## Problems and tasks
1. In the lobster research update below, list each colleague Sara presented results with at the Vinalhaven roundtable, along with that person's institution.
2. Resume the lobster research update below, picking up right after its final sentence.

At Lowell's Cove, Polly Wilson, Anne Barrett, and Bridget Murphy helped Sara and Diane cover three transects. In all, 76 lobsters were captured in 48 quadrats, yielding a density of approximately 1.6 lobsters per meter squared. These lobsters ranged from 11-52 millimeters in carapace length. The smallest lobster is thought to be less than one year old and the largest approximately four or five years old. Three lobsters captured at Lowell's Cove had been previously tagged – one in 1998 and the other two in 1999. Molting activity was less prominent at Lowell's Cove this month than it was in June.

Lobster Life Study Center
The Lobster Conservancy is currently establishing the Lobster Life Study Center as the first marine research facility dedicated solely to projects promoting the health of lobster stocks. The Lobster Life Study Center is located at the lobster pound on Friendship Long Island in Knox County, Maine – the region of the highest lobster landings in the United States. Here, scientists will collaborate with lobster fishers to investigate the major events in the life cycle of the American lobster: from egg to plate. Initial studies at the Lobster Science Center will focus on reproductive biology because propagation is fundamental to perpetuating a healthy fishery.

Professor Joseph Kunkel and his research assistant, Gerda Kunkel, of the University of Massachusetts at Amherst, visited the Lobster Life Study Center to begin analyzing lobster serum proteins. The primary objective of our collaborative research efforts are to determine the health and reproductive condition of lobsters based on what is circulating in their hemolymph (lobster blood/lymphatic fluid). Professor Kunkel analyzes samples taken from lobsters at the pound, while TLC scientists keep track of the progress of the individually marked lobsters as they progress through their molting, breeding and brooding cycles. Ultimately, this research will lead to a method for collecting instantaneous readings of the health and reproductive condition of wild lobsters.

Earlier this month, high school students, Sarah and Tom Arnold of Nobleboro, Maine joined our work force at the lobster pound. Along with intern Tim Dwyer, they have been helping Sara and Diane construct lobster caves, catch food for the lobsters, and record data on the condition of individually tagged lobsters.

Outreach and Education
On July 10, Sara gave a short presentation to Vinalhaven lobstermen and other residents at a roundtable hosted by the Maine Sea Coast Mission and the Island Institute. Sara presented results of the Penobscot Bay Lobster Collaborative along with colleagues Bob Steneck of the University of Maine, and Lew Incze and Rick Wahle of Bigelow Laboratory.

## Dataset records
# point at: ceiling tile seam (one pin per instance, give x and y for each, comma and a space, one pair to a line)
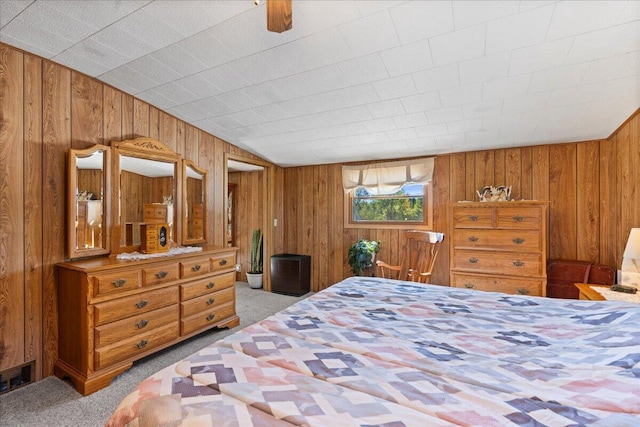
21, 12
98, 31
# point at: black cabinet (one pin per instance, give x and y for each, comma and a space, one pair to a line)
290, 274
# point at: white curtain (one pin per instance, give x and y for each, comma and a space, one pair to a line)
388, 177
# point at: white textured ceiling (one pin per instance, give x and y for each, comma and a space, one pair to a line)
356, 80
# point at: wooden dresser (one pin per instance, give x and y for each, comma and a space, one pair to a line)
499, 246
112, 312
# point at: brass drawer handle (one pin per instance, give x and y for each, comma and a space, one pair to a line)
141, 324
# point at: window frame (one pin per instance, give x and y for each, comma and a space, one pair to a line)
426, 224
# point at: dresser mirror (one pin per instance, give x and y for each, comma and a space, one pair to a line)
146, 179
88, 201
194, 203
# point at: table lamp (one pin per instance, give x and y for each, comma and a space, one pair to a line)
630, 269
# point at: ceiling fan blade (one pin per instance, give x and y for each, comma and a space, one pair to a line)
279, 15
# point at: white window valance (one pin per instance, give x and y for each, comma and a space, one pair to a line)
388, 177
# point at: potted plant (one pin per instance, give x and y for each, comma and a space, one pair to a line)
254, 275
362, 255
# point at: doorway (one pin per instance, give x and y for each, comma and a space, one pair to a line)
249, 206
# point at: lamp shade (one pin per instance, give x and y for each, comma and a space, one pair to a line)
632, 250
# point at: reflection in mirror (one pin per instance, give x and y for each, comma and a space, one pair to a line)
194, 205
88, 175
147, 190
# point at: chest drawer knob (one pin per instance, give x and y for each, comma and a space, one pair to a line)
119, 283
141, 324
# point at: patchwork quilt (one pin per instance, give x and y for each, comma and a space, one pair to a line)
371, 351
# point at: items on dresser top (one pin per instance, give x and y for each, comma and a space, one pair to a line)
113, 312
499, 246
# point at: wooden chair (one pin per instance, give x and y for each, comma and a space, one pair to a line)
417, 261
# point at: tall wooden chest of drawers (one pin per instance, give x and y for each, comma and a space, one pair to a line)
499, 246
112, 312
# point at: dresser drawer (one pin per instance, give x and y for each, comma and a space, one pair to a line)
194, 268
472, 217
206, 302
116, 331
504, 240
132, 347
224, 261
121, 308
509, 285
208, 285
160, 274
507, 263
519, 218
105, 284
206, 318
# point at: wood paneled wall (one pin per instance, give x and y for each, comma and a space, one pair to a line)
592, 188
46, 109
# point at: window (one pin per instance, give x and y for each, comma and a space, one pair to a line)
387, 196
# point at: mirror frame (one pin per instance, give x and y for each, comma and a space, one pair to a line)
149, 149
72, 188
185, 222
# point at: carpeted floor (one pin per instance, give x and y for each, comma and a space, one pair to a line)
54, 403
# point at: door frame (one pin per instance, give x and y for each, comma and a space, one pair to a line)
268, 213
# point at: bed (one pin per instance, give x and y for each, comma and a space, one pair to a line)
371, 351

* * *

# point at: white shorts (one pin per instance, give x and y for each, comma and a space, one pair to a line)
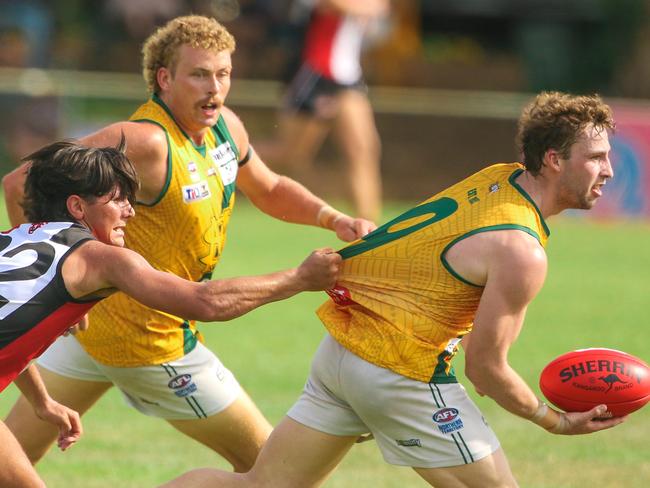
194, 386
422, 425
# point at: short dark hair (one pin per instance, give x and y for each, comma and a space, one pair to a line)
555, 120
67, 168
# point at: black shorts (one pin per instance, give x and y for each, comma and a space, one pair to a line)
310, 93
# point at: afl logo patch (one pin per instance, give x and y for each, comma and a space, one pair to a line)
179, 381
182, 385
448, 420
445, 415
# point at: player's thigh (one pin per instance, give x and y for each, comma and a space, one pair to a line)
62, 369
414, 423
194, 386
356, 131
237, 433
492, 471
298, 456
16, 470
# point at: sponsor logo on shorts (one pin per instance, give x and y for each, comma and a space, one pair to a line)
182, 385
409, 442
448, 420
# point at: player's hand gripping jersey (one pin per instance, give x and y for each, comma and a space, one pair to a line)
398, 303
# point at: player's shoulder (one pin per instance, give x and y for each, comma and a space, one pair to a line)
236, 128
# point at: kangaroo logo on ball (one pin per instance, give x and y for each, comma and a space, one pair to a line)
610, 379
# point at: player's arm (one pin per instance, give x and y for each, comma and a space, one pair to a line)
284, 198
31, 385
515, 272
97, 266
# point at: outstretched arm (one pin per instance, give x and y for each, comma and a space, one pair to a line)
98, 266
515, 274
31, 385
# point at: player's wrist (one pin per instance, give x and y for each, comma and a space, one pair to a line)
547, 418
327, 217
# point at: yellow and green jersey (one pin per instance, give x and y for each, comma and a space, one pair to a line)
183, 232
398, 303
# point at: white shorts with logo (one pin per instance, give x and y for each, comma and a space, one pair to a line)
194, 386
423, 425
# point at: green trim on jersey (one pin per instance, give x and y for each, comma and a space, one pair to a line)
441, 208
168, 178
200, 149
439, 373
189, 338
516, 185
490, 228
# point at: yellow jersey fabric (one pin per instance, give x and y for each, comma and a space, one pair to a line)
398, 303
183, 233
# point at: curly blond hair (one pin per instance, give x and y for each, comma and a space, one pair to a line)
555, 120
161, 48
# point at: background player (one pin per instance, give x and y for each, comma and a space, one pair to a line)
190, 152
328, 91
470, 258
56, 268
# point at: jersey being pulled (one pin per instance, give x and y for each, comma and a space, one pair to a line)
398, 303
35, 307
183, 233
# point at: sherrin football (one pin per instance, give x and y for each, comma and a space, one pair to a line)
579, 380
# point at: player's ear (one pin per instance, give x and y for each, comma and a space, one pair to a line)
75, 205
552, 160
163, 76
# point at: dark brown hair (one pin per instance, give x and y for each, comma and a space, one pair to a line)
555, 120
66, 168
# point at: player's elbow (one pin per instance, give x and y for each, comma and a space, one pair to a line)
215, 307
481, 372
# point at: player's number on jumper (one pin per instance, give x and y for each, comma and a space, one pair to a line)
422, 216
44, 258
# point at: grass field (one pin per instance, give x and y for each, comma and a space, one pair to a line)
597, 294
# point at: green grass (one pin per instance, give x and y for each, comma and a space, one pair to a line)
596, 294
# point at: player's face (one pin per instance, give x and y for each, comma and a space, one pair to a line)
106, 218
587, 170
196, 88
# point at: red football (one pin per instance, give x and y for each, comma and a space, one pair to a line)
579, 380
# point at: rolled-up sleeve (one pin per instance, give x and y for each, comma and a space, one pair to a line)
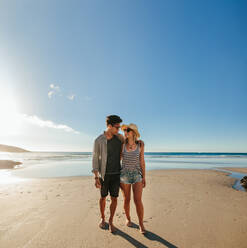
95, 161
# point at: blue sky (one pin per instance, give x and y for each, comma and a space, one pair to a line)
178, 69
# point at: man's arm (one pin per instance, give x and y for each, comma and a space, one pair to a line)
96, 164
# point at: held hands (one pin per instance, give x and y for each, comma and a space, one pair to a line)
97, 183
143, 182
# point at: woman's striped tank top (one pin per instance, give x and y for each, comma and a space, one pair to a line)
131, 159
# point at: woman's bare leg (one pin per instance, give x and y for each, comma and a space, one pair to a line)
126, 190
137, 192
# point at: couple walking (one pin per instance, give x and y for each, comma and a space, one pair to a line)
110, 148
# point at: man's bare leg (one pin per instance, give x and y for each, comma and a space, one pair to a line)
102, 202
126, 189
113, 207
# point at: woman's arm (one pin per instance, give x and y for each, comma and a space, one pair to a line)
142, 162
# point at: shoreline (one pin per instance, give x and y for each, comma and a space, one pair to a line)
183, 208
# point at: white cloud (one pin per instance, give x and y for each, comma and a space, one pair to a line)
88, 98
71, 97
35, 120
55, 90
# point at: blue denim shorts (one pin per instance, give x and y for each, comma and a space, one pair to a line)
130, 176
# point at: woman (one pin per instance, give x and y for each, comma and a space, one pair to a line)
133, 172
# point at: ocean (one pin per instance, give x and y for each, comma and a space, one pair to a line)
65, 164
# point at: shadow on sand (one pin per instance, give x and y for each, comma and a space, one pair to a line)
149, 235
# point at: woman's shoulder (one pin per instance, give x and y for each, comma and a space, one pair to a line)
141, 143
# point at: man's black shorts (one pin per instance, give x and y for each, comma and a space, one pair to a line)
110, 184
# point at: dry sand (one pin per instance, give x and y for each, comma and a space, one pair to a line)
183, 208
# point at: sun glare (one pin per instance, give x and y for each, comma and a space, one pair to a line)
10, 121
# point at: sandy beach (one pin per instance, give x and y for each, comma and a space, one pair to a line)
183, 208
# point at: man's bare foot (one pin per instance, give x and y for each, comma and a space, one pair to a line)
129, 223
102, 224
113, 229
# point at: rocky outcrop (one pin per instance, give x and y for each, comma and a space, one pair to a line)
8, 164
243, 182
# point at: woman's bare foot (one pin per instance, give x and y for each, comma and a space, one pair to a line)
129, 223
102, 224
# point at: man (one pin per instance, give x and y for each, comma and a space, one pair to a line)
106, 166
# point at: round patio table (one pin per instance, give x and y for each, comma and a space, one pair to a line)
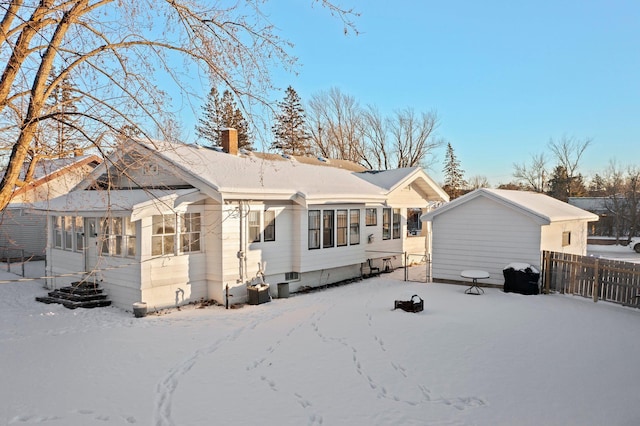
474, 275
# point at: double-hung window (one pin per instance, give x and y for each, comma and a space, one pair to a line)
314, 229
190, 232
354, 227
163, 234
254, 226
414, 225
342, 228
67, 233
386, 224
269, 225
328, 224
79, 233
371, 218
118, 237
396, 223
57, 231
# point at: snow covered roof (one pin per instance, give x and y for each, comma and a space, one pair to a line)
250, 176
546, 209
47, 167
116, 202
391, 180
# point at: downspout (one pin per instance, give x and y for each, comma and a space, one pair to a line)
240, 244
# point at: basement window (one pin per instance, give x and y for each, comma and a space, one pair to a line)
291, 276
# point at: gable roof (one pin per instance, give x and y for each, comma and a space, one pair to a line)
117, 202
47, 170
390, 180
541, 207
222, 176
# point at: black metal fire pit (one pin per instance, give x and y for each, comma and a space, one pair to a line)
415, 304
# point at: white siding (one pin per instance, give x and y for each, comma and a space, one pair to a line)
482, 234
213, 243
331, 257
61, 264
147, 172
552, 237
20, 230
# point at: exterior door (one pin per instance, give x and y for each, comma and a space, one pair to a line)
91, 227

## Per-task answers
1.
- Bob Steneck, University of Maine
- Lew Incze, Bigelow Laboratory
- Rick Wahle, Bigelow Laboratory

2.
Diane and Sara made a joint presentation at the Martin Point Community House in Friendship, Maine on Wednesday July 19. Approximately 50 audience members attended the event. Diane made an introduction focusing on the importance of the fishery to the local community, then Sara talked about our volunteer monitoring program. Next, Diane presented information about lobster mating systems and related our plans and progress for the Lobster Science Center. The Fishermen's Heritage Lobster Co-op kindly donated a male and female lobster for demonstration purposes.

The Lobster Conservancy continues to provide information to people around the world on lobster biology and our organization through our web site, www.lobsters.org. Many thanks to Al Stewart for keeping the site up-to-date, and to board member Kari Lavalli for maintaining and hosting the biology page.

Upcoming Events
On Saturday, July 29, TLC will be participating in Friendship Day by hosting a touch tank and information table outside 15 Main Street from 8:00-11:00 am. We'll share stories about lobsters and other marine life. Friendship Day is a wonderful community gathering to benefit the Friendship Ambulance Service, with activities scheduled from dawn 'till dusk, including the first annual Lobster Boat Races at 3:30 pm. TLC will be selling its ever-popular hats, and donating a portion of the day's sales to the Friendship Ambulance Service.

End Notes
Do you need a generator, or know someone who does? The Lobster Conservancy has a 35-kilowatt generator for sale, for $3,000. We are also selling an aeration system with 3 large pumps for $3,000 that can be used to aerate lobster pounds or aquaculture facilities. Please call or e-mail for details.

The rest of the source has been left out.